-- Work to be completed --
Extend the journal entry below past its final sentence, keeping its first-person voice and its habit of moving from daily details to reflections.

-- Excerpt to read --

*** Block opens ***

Quarter of nine. Michelle’s woes are multiplying. Someone stole her wallet right out of her purse on the counter when she went around the corner inside the store. It’s difficult to say whether the catastrophes are real or if her imagination amplifies them out of proportion. Or perhaps she is prone to making bad decisions? Maybe she isn’t very cautious from moment to moment, so the accidents look for her?
Again I remember the film I saw in grade school on safety issues, presented by Jiminy Cricket…
Rebecca just texted me back to offer me a Zoom appointment for next week. So I’m going to go ahead with it. The times today have me all confused, but I’m going with my blue politics and taking it easy. “Come on and take a free ride…” Let other people do the worrying. It’s not my problem. I’m not the one who set up the system this way, so don’t blame me. And as for the Bible, it gives some good suggestions, but I don’t believe it’s the inspired word of God. Is there really a revealed religion?
Quarter of ten. The weather is mostly cloudy with a smattering of sun here and there. I think it’s fair to say that I used to be an alcoholic, but that’s something I don’t do anymore— as simple as that. Still, I’m going to the meeting tomorrow just to get out of the house. I will write an email to Misty presently regarding the time we get together.
Aesop, my dog, stayed in bed while I got up to make a few notes. An email from Library of America tells me that the book of Sandburg has shipped. By waiting a few more days, I saved myself a couple of bucks. Patience is a virtue. I’ve never seen such hard times as those confronting us today. What is it about? Is it about “saving” a capitalist system that doesn’t work for us anyway? Is it about the White working class? Why is it preferable to some people for us to isolate ourselves from the rest of the world? I used to believe that my sister agreed with the right wing. I imagined all kinds of things about her beliefs that panned out to be only partly true. I think that what it comes down to is the fact that human beings live together on this planet, therefore we should learn to get along with each other. Why is this so hard for us to do?… It started to rain a few hours ago. The sound lulled me into a dreamless sleep. James Joyce conceived of the human species as a big family, one of the themes of Ulysses. We may not treat each other like family, yet this fact of biology remains true. If only we could feel the truth of this condition…
If I were going to see another therapist, I would look into my options with existential therapists in Eugene. As it stands, my blog sort of substitutes for sessions. The therapist is myself. I need to mix up my routine a bit; maybe take a long walk to Bi Mart, or beyond that to Dollar Tree. The last time I saw Abby’s Pizza Parlor, the parking lot was deserted during the noon hour. It just makes you wonder when the nightmare is going to end. An hour ago my neighborhood was fogged in, but through the mist you could see the blue sky. Now it has burned off.

*** Block closes ***

-- Excerpted records --

*** Block opens ***

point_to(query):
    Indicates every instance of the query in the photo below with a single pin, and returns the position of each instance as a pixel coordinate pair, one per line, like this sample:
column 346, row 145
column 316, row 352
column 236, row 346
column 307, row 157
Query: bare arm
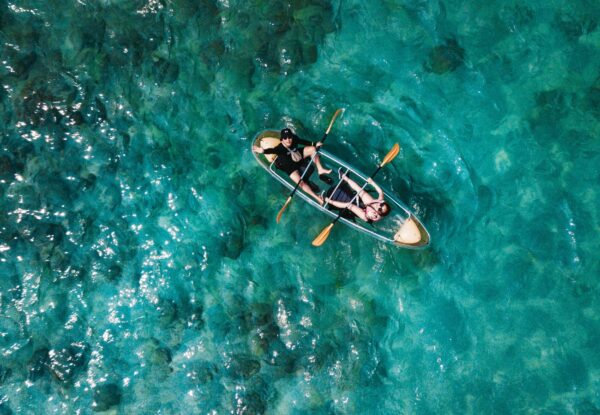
column 350, row 206
column 377, row 188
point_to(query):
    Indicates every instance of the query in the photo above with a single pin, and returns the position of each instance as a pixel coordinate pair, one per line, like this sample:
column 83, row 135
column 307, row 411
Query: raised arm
column 366, row 197
column 377, row 188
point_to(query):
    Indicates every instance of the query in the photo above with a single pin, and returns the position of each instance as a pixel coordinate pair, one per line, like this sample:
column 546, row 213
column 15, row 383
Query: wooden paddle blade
column 391, row 154
column 287, row 202
column 319, row 240
column 338, row 112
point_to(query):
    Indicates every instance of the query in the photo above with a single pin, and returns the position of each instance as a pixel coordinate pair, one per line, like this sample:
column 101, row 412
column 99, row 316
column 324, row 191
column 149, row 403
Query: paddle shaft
column 314, row 155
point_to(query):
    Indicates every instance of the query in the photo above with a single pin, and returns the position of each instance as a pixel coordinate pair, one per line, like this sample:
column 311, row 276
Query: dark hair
column 286, row 132
column 387, row 210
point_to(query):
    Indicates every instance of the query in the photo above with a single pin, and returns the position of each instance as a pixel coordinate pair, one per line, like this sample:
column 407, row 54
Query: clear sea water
column 141, row 268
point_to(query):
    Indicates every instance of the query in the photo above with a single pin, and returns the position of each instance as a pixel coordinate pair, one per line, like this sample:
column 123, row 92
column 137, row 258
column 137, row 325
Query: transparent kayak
column 401, row 227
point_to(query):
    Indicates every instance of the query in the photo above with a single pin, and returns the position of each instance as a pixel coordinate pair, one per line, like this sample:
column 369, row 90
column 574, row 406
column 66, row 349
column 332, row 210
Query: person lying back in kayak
column 364, row 206
column 290, row 158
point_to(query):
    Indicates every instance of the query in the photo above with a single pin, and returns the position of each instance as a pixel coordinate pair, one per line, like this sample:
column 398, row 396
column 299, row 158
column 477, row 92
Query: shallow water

*** Block closes ***

-- Exercise result --
My pen pal has been reading Joyce and enjoying it, which makes me happy. Dubliners is quite a special little book. I love his idea of “moral paralysis.” And indeed the anesthetic snow is general in the state of Ireland, and everywhere else besides. The professor I had, Dr Wickes, stated baldly that James Joyce was the greatest writer of the 20th Century, and anyone in the classroom who disagreed with him could leave right then. Nobody left the room. There was absolute silence. So then the course could proceed. A few of the students struck me as dilettantes, shallow social climbers who thought it was cool to read Joyce. The others were more sincere and probably did better in the class. One morning, a bagpiper stationed himself on the sidewalk outside our classroom window and began to play. Wickes saw him and said, “I paid him to do that.” … I ought to dig out my biography of Joyce and read it through. Perhaps the highest praise for Ulysses comes from Hemingway’s diary: “James Joyce has written a goddamn wonderful book.”